Saved entries:
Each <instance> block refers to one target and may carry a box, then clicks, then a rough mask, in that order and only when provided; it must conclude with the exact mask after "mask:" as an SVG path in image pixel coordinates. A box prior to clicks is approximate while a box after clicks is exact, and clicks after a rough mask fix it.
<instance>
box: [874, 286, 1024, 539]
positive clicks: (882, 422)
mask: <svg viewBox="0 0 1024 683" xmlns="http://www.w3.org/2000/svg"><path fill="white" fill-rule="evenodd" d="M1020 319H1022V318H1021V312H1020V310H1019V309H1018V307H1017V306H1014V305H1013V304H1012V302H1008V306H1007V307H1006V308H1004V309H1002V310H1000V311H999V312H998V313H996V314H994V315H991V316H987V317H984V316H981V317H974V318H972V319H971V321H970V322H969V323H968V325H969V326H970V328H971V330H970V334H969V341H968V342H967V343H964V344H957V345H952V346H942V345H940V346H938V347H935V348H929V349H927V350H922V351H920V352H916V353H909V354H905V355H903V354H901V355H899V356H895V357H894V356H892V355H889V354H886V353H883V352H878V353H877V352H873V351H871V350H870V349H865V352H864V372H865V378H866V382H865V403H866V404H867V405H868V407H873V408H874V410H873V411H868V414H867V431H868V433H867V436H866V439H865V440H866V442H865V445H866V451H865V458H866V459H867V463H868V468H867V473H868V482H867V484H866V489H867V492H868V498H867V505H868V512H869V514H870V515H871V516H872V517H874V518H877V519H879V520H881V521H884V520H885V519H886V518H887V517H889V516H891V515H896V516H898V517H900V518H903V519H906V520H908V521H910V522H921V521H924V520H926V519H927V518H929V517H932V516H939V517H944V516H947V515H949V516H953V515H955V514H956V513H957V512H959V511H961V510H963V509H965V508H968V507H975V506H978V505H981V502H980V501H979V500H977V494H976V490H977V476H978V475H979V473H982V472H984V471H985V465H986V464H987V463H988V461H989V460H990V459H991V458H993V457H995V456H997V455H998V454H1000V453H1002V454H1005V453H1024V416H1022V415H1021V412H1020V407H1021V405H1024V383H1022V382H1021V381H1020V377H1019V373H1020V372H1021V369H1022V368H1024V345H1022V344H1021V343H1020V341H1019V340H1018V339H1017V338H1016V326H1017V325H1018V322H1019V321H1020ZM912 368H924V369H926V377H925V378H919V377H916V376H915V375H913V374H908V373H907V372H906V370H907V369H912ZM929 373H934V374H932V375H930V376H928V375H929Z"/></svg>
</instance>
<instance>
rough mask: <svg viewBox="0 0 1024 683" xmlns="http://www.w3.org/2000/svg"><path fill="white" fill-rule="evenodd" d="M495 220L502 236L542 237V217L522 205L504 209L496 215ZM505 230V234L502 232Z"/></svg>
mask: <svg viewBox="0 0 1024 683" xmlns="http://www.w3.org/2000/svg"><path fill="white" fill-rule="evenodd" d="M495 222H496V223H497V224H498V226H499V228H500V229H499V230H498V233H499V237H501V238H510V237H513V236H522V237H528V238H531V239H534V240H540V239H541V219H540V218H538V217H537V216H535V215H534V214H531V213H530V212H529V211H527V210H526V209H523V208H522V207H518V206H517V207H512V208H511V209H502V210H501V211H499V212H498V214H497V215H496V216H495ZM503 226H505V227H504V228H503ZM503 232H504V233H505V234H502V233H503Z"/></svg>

YOUR TASK: Print each record again. Nothing may be left out.

RESPONSE TO THE TASK:
Each <instance> block refers to one target and may carry a box, then clicks, then a rough mask, in that order and only when provided; it must conclude with the exact mask after "mask:" as an SVG path in image pixel coordinates. A box prior to clicks is approximate while a box after clicks is exact, and clicks after a rough mask fix it.
<instance>
box: [874, 286, 1024, 539]
positive clicks: (882, 422)
mask: <svg viewBox="0 0 1024 683" xmlns="http://www.w3.org/2000/svg"><path fill="white" fill-rule="evenodd" d="M1020 319H1022V318H1021V312H1020V310H1019V309H1018V307H1017V306H1014V305H1013V304H1012V302H1008V306H1007V307H1006V308H1004V309H1002V310H1000V311H999V312H998V313H996V314H994V315H991V316H987V317H984V316H981V317H974V318H972V319H971V321H970V322H969V323H968V325H969V326H970V328H971V330H970V334H969V341H968V342H967V343H964V344H957V345H952V346H942V345H940V346H938V347H935V348H929V349H927V350H922V351H920V352H916V353H909V354H905V355H903V354H901V355H899V356H895V357H894V356H892V355H889V354H886V353H883V352H878V353H877V352H873V351H871V350H870V349H865V352H864V372H865V378H866V382H865V403H866V404H867V405H868V407H873V408H874V410H873V411H868V414H867V431H868V433H867V436H866V439H865V440H866V442H865V445H866V451H865V458H866V459H867V463H868V468H867V473H868V482H867V484H866V489H867V492H868V498H867V505H868V512H869V514H870V515H871V516H872V517H874V518H877V519H879V520H881V521H884V520H885V519H886V518H887V517H889V516H891V515H896V516H898V517H900V518H903V519H906V520H908V521H910V522H921V521H924V520H926V519H927V518H929V517H932V516H939V517H944V516H947V515H949V516H953V515H955V514H956V513H957V512H959V511H961V510H963V509H965V508H968V507H975V506H978V505H981V502H980V501H979V500H977V494H976V490H977V476H978V475H979V473H982V472H984V471H985V465H986V464H987V463H988V461H989V460H990V459H991V458H993V457H995V456H997V455H998V454H1000V453H1002V454H1005V453H1024V416H1022V415H1021V412H1020V407H1021V405H1024V383H1022V382H1021V381H1020V377H1019V373H1020V372H1021V369H1022V368H1024V345H1022V344H1021V343H1020V341H1019V340H1018V339H1017V338H1016V326H1017V325H1018V322H1019V321H1020ZM912 368H924V369H926V377H925V378H919V377H916V376H915V375H913V374H908V373H907V372H906V370H907V369H912ZM929 373H934V374H932V375H930V376H928V375H929Z"/></svg>
</instance>
<instance>
rough mask: <svg viewBox="0 0 1024 683" xmlns="http://www.w3.org/2000/svg"><path fill="white" fill-rule="evenodd" d="M495 220L502 236L542 237V217L522 205L504 209L496 215ZM505 230V234L502 232Z"/></svg>
mask: <svg viewBox="0 0 1024 683" xmlns="http://www.w3.org/2000/svg"><path fill="white" fill-rule="evenodd" d="M495 222H496V223H497V224H498V226H499V228H500V229H499V230H498V233H499V237H501V238H510V237H513V236H522V237H528V238H531V239H534V240H540V239H541V219H540V218H538V217H537V216H535V215H534V214H531V213H530V212H529V211H527V210H526V209H523V208H522V207H518V206H517V207H512V208H511V209H502V210H501V211H499V212H498V214H497V215H496V216H495ZM503 226H505V227H504V228H503ZM503 232H504V233H505V234H502V233H503Z"/></svg>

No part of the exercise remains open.